_What you will do:_ Extract every line of the records that contains the string "target".

(Mask labeling examples)
start
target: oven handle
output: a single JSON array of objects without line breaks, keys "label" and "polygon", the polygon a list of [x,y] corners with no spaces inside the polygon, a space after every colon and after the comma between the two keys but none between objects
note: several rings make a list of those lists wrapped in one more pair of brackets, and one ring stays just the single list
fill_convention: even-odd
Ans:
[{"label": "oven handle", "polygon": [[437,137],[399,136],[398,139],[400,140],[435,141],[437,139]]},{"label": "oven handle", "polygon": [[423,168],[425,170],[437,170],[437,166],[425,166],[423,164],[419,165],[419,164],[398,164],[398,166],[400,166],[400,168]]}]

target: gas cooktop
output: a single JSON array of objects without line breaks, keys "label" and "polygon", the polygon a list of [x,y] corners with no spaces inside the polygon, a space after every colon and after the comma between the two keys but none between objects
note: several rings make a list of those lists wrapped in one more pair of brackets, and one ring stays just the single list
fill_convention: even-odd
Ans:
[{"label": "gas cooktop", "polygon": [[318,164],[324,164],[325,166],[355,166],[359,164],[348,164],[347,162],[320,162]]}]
end
start
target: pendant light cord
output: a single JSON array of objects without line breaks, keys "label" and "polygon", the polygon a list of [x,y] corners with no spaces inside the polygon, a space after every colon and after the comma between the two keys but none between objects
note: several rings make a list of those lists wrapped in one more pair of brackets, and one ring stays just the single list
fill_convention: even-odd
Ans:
end
_Exercise result:_
target: oven handle
target: gas cooktop
target: pendant light cord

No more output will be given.